_What you are asked to do:_
Extract each line of the material below that contains the string "plank", treating uppercase and lowercase letters as different.

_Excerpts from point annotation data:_
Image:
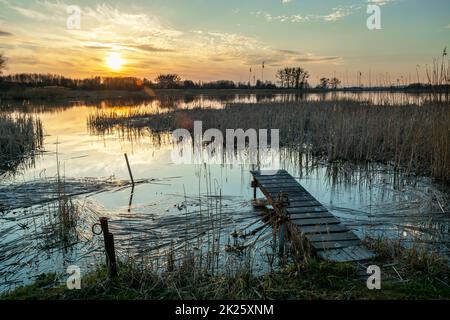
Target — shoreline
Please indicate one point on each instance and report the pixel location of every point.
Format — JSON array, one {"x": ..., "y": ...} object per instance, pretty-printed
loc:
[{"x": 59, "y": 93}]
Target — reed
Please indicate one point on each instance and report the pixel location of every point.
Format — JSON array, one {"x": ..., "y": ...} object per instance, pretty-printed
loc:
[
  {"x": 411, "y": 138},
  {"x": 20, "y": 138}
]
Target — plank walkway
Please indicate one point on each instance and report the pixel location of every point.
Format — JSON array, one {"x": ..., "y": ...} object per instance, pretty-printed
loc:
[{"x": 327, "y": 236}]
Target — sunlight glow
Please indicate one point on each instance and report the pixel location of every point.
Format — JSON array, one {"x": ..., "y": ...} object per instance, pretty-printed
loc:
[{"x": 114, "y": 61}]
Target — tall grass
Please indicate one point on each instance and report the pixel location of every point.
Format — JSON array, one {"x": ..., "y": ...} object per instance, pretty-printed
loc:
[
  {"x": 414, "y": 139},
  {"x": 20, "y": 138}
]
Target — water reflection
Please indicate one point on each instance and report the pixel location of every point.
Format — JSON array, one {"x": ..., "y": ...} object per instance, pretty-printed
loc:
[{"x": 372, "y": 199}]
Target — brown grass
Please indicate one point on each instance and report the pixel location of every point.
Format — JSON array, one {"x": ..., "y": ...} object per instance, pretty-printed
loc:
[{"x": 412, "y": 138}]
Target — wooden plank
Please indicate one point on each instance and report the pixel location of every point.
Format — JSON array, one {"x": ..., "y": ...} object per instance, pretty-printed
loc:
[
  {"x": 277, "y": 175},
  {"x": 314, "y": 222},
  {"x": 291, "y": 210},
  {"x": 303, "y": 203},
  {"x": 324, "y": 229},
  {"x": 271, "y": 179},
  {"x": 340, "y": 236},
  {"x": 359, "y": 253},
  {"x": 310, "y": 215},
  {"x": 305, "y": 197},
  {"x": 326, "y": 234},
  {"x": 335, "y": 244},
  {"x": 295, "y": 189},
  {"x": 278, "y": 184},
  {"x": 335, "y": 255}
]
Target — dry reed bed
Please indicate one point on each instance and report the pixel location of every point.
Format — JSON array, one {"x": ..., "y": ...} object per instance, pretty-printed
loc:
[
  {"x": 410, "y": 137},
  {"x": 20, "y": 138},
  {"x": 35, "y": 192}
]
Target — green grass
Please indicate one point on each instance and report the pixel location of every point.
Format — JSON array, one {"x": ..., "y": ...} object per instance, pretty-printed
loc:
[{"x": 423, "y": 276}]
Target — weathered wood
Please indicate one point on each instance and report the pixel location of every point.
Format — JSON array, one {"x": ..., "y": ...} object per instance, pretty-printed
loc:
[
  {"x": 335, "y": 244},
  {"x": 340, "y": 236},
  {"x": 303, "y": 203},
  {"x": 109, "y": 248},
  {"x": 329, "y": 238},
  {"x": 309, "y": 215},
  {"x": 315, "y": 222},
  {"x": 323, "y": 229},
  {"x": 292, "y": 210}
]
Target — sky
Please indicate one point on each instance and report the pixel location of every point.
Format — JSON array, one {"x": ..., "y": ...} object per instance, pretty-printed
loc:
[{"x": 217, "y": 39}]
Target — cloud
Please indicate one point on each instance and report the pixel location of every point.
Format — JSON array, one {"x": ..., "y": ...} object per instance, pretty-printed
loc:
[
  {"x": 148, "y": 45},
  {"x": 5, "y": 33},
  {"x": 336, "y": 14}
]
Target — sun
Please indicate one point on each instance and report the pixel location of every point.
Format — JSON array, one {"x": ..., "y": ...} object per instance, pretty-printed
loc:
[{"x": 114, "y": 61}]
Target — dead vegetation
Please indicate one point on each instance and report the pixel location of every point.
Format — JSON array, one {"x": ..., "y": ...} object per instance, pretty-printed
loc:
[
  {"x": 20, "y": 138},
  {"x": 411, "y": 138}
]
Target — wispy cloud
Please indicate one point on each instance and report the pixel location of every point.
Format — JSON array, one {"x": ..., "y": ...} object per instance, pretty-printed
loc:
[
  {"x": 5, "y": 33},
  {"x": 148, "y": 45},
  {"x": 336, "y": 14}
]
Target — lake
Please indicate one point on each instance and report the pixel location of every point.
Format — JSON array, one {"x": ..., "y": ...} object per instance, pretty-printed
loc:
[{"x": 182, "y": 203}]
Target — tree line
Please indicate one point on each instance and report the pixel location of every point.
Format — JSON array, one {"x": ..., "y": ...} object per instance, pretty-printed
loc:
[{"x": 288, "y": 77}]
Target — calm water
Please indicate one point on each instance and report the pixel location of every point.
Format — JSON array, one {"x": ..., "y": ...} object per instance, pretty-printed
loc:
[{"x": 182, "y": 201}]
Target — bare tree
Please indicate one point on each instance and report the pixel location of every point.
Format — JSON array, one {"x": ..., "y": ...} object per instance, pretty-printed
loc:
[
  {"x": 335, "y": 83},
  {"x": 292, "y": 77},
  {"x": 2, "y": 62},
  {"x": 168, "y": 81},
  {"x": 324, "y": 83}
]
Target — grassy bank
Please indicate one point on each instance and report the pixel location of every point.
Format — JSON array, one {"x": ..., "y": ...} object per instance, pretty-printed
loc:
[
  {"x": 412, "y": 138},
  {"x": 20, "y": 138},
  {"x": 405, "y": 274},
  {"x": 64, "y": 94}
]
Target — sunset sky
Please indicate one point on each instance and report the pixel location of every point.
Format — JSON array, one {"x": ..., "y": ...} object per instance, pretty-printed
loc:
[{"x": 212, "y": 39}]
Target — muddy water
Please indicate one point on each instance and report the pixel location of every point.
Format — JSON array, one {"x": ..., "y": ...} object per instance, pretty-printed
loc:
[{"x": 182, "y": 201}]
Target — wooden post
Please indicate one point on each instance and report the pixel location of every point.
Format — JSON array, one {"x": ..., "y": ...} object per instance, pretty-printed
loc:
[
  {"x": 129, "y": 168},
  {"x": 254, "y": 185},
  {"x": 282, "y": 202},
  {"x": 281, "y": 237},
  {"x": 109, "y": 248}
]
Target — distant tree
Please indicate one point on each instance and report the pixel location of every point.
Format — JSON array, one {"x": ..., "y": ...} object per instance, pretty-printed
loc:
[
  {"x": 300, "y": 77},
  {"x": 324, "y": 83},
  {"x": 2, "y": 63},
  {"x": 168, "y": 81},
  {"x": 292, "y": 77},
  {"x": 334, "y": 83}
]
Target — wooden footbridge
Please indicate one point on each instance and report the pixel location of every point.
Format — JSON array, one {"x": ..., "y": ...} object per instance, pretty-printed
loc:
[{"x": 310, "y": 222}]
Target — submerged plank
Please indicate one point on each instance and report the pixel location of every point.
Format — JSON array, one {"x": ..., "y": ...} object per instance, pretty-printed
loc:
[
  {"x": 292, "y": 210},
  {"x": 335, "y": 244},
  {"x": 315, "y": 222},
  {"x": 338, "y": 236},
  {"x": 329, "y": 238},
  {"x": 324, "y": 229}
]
...
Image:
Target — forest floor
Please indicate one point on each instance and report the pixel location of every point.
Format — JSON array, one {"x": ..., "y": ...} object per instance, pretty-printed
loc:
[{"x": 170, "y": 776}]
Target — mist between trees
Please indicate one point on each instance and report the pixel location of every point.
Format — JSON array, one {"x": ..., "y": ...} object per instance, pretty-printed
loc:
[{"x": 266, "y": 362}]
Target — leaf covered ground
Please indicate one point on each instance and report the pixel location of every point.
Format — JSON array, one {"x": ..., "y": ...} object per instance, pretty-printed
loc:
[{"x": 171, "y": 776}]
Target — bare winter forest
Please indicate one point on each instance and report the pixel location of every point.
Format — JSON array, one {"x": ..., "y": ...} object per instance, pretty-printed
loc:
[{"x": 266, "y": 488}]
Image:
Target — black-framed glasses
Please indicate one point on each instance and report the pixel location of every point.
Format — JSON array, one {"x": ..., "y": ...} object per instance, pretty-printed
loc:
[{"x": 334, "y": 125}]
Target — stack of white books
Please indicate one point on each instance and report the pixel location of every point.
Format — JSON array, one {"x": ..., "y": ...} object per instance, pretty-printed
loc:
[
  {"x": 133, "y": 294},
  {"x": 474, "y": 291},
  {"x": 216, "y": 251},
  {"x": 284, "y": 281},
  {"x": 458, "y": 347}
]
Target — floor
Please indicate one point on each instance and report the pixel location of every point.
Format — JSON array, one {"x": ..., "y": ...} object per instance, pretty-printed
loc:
---
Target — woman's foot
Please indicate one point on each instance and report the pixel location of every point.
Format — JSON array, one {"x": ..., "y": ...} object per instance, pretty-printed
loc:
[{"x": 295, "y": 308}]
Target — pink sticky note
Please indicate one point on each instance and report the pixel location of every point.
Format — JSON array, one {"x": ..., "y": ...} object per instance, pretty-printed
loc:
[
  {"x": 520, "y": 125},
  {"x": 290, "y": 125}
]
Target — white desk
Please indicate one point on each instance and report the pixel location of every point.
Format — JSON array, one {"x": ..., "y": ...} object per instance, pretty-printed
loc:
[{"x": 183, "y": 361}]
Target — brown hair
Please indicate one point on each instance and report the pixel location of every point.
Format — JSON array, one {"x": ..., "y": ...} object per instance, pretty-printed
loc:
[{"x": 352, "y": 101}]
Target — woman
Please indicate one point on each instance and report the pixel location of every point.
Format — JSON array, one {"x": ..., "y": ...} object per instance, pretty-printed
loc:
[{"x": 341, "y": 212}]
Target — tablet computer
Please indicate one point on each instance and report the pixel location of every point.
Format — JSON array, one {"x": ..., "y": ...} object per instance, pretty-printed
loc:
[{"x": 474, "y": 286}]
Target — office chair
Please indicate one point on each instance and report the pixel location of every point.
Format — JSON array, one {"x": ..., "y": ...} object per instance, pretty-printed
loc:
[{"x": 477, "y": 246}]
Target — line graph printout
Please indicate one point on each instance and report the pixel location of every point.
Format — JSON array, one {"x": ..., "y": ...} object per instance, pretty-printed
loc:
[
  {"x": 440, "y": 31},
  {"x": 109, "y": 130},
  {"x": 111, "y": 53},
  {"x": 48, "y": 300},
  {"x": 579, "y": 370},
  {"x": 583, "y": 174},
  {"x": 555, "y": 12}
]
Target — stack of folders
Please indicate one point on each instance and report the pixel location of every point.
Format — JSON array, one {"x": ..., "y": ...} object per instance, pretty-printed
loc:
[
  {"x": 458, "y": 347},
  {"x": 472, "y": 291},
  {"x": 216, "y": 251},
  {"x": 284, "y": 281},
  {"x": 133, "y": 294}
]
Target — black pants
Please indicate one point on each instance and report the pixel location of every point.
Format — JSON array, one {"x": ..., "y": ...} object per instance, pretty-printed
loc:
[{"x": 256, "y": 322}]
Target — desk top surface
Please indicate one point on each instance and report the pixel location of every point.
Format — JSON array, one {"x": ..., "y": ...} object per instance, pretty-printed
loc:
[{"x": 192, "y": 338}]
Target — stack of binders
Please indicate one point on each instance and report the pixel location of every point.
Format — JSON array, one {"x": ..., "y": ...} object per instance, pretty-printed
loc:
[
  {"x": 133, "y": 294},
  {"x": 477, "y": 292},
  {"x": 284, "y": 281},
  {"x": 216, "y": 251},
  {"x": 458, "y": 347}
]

_Result for this task:_
Target — plank walkway
Target — wooden plank
Target — submerged plank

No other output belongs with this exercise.